Written instruction A
Reproduce the passage from the excerpt on the same-sex marriage bill, starting with "The other change" and going on through "the general public.".
Written instruction B
List every Council member mentioned by name in the excerpt on the same-sex marriage bill.

====== Document excerpt ======

The vote by the Committee on Public Safety & Judiciary to pass the
bill at a markup hearing came immediately after it voted 4-1 to defeat
an amendment that would have allowed people, including private business
owners, to refuse to provide goods and services related to a same-sex
marriage.
The committee vote also came one day after Council member Phil
Mendelson (D-At Large), who chairs the committee, released a revised
version of the bill that received full support from nearly all other
Council members, including gay Council member David Catania (I-At
Large), the bill’s author.
One of Mendelson’s changes removed from the bill language that would
have ended city registration of new domestic partnerships after January
2011.
The other change broadened the bill’s exemption for churches and
religious organizations to allow them to refuse to rent facilities or
provide services for same-sex marriage ceremonies, even though such
facilities and services are available to the general public.
The original bill as drafted by Catania provided the same exemption to
churches and all religious institutions, but barred it from being used
by religious entities that provide goods and services to the general
public.
Nick McCoy, a spokesperson for a coalition of organizations and
activists supporting the same-sex marriage bill, said the groups had no
objections to the changes made by Mendelson.
The religious oriented exemption amendment introduced Tuesday by
Council member Yvette Alexander (D-Ward 7) would have put in place a
much broader exemption than the language Catania and Mendelson placed
in the bill.
Alexander noted that her amendment would allow any individual,
including owners of private businesses, to refuse to provide goods,
services or public accommodations for a purpose related to the
performance, celebration or promotion of same-sex marriages.

====== Data shown ======

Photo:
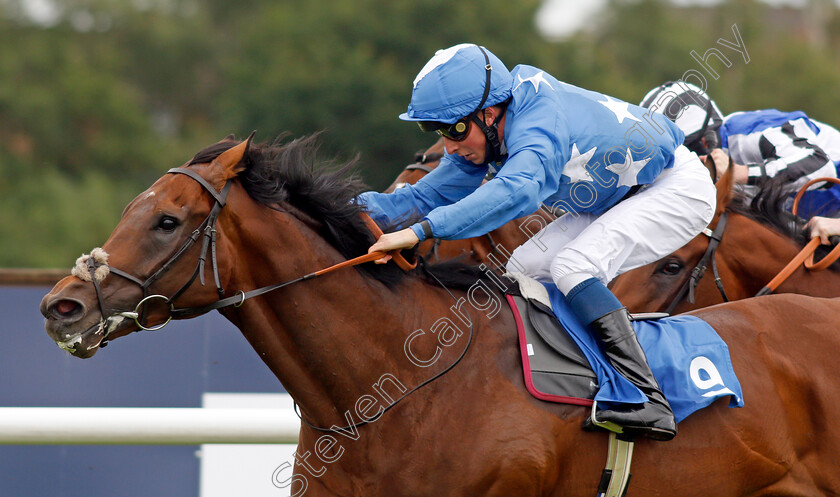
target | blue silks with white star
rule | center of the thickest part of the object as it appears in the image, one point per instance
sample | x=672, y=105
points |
x=687, y=356
x=745, y=123
x=569, y=148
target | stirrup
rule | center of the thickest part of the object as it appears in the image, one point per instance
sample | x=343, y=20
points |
x=616, y=475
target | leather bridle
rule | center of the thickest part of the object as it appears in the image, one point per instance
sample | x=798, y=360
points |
x=206, y=230
x=687, y=289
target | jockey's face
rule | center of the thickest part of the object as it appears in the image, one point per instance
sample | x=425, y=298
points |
x=473, y=147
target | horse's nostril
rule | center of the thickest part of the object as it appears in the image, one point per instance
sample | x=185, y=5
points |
x=65, y=308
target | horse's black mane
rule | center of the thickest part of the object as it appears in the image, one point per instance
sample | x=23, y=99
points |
x=289, y=172
x=768, y=206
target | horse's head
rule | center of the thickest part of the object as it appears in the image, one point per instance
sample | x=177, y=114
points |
x=664, y=285
x=163, y=242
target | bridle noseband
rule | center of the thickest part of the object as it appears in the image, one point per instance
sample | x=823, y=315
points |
x=207, y=230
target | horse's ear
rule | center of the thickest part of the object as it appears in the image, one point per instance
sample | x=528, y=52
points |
x=230, y=162
x=724, y=187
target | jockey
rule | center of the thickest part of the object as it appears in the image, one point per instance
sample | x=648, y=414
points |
x=762, y=144
x=632, y=193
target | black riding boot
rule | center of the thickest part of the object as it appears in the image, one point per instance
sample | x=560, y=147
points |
x=621, y=346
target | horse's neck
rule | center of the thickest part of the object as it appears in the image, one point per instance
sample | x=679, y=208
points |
x=329, y=340
x=755, y=254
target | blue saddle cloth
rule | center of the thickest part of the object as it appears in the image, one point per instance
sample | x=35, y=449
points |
x=687, y=356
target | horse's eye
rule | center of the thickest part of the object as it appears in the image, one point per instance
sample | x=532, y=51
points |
x=167, y=224
x=671, y=268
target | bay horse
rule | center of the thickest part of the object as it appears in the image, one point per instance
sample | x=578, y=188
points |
x=410, y=387
x=492, y=249
x=756, y=239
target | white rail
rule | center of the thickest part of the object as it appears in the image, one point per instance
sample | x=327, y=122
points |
x=146, y=426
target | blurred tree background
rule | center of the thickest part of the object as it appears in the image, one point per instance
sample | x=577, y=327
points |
x=99, y=97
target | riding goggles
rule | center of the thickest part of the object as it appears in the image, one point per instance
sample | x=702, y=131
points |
x=455, y=132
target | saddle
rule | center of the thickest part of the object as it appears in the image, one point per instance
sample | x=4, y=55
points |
x=562, y=362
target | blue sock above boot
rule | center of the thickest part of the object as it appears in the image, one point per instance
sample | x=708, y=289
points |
x=590, y=299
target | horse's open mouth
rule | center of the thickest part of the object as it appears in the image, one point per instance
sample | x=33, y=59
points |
x=86, y=343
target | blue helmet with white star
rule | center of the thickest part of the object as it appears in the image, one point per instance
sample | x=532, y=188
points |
x=451, y=85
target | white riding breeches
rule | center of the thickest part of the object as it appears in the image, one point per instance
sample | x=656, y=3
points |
x=639, y=230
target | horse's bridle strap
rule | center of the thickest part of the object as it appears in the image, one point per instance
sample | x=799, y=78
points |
x=697, y=273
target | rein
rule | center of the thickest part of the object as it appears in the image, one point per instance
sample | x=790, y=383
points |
x=700, y=269
x=208, y=226
x=806, y=255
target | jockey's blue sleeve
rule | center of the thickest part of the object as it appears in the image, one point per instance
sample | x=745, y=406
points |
x=516, y=191
x=537, y=141
x=446, y=184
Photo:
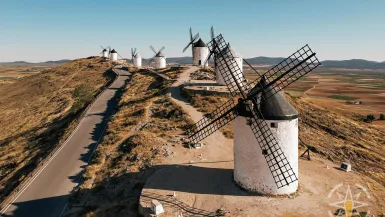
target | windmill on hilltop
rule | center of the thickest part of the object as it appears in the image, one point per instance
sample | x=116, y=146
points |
x=266, y=125
x=104, y=52
x=160, y=59
x=136, y=58
x=223, y=59
x=199, y=50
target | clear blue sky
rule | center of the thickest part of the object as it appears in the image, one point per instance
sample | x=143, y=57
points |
x=40, y=30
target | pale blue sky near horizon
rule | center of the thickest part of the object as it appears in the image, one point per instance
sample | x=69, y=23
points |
x=43, y=30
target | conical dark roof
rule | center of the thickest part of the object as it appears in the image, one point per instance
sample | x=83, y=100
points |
x=200, y=43
x=160, y=54
x=229, y=49
x=276, y=107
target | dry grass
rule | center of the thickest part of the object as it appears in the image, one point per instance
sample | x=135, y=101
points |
x=341, y=138
x=10, y=74
x=207, y=104
x=172, y=73
x=35, y=114
x=145, y=121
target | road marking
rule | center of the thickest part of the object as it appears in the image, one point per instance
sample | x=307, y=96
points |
x=51, y=158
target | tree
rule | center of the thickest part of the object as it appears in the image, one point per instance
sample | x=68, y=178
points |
x=382, y=117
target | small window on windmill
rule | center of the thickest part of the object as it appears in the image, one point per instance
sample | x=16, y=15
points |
x=273, y=125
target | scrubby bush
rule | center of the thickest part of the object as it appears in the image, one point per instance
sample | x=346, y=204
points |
x=382, y=117
x=83, y=94
x=368, y=119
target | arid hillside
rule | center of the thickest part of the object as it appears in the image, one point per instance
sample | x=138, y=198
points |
x=341, y=138
x=39, y=111
x=135, y=140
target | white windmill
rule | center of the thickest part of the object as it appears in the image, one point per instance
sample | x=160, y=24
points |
x=219, y=70
x=160, y=59
x=199, y=50
x=113, y=55
x=136, y=58
x=104, y=52
x=266, y=125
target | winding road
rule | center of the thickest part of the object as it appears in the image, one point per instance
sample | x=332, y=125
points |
x=49, y=190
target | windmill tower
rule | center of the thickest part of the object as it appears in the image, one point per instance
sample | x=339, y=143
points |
x=199, y=50
x=223, y=59
x=200, y=53
x=113, y=55
x=160, y=59
x=266, y=125
x=136, y=58
x=104, y=52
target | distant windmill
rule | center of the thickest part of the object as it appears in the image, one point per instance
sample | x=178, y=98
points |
x=104, y=52
x=160, y=59
x=113, y=55
x=136, y=58
x=199, y=49
x=266, y=125
x=218, y=61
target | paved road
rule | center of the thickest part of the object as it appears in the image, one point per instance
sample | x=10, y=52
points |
x=50, y=189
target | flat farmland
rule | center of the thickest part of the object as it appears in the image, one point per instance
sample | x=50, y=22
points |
x=332, y=88
x=10, y=73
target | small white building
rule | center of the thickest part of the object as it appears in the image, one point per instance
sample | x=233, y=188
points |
x=221, y=67
x=160, y=61
x=105, y=53
x=200, y=53
x=251, y=170
x=113, y=55
x=137, y=61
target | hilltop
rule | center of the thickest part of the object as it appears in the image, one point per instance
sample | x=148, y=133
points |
x=147, y=129
x=39, y=111
x=261, y=60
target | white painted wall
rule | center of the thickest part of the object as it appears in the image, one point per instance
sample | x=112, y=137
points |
x=160, y=62
x=114, y=57
x=200, y=53
x=251, y=171
x=138, y=61
x=219, y=70
x=105, y=54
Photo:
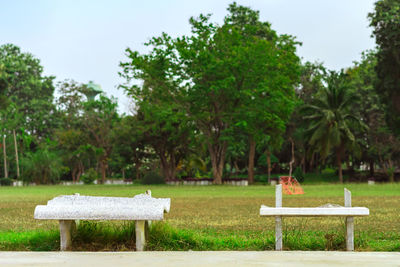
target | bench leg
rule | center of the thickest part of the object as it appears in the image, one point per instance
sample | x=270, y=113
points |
x=141, y=230
x=278, y=233
x=66, y=229
x=349, y=233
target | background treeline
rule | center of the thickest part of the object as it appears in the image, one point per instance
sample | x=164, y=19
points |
x=226, y=101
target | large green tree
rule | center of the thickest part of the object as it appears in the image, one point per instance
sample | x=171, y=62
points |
x=160, y=116
x=267, y=72
x=99, y=119
x=331, y=120
x=22, y=79
x=386, y=23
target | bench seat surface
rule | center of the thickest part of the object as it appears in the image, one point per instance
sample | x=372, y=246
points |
x=335, y=211
x=76, y=207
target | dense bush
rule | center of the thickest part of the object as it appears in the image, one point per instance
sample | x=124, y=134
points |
x=298, y=174
x=90, y=176
x=5, y=181
x=42, y=167
x=152, y=178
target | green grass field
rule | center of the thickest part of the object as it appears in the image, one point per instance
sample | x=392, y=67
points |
x=209, y=218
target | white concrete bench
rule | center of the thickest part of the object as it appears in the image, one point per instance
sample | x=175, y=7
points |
x=69, y=208
x=347, y=211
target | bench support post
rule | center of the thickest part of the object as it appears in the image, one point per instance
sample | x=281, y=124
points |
x=141, y=230
x=349, y=222
x=278, y=219
x=66, y=229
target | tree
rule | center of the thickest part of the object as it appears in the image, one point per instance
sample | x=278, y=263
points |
x=331, y=121
x=266, y=78
x=160, y=116
x=72, y=140
x=386, y=20
x=129, y=145
x=99, y=119
x=22, y=79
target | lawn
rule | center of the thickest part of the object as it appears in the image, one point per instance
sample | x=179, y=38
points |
x=209, y=218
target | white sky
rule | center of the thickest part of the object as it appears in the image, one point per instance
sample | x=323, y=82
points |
x=85, y=39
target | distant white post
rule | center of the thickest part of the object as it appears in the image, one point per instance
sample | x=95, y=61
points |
x=349, y=222
x=66, y=229
x=278, y=219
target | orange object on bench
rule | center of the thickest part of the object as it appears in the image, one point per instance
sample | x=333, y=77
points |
x=290, y=185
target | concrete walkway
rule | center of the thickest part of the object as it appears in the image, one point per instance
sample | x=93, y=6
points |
x=200, y=258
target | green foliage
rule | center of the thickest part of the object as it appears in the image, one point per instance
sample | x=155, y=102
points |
x=90, y=176
x=6, y=181
x=331, y=122
x=22, y=79
x=385, y=21
x=299, y=175
x=152, y=177
x=41, y=167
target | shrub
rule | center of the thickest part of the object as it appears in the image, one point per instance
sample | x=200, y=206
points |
x=5, y=181
x=152, y=178
x=42, y=167
x=298, y=174
x=90, y=176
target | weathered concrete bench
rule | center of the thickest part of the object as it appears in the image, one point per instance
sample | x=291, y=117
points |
x=69, y=208
x=347, y=211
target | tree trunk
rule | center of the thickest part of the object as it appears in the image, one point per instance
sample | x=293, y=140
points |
x=391, y=171
x=292, y=160
x=5, y=157
x=16, y=153
x=312, y=162
x=103, y=167
x=252, y=154
x=339, y=151
x=269, y=165
x=236, y=167
x=371, y=168
x=168, y=166
x=217, y=155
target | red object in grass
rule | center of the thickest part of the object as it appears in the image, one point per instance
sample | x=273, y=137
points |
x=290, y=185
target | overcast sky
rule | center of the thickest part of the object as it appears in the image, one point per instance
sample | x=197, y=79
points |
x=85, y=39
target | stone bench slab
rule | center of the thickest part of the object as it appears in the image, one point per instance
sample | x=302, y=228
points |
x=337, y=211
x=68, y=208
x=76, y=207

======

Written response A
The other change broadened the bill’s exemption for churches and
religious organizations to allow them to refuse to rent facilities or
provide services for same-sex marriage ceremonies, even though such
facilities and services are available to the general public.

Written response B
- Phil Mendelson (D-At Large)
- David Catania (I-At Large)
- Yvette Alexander (D-Ward 7)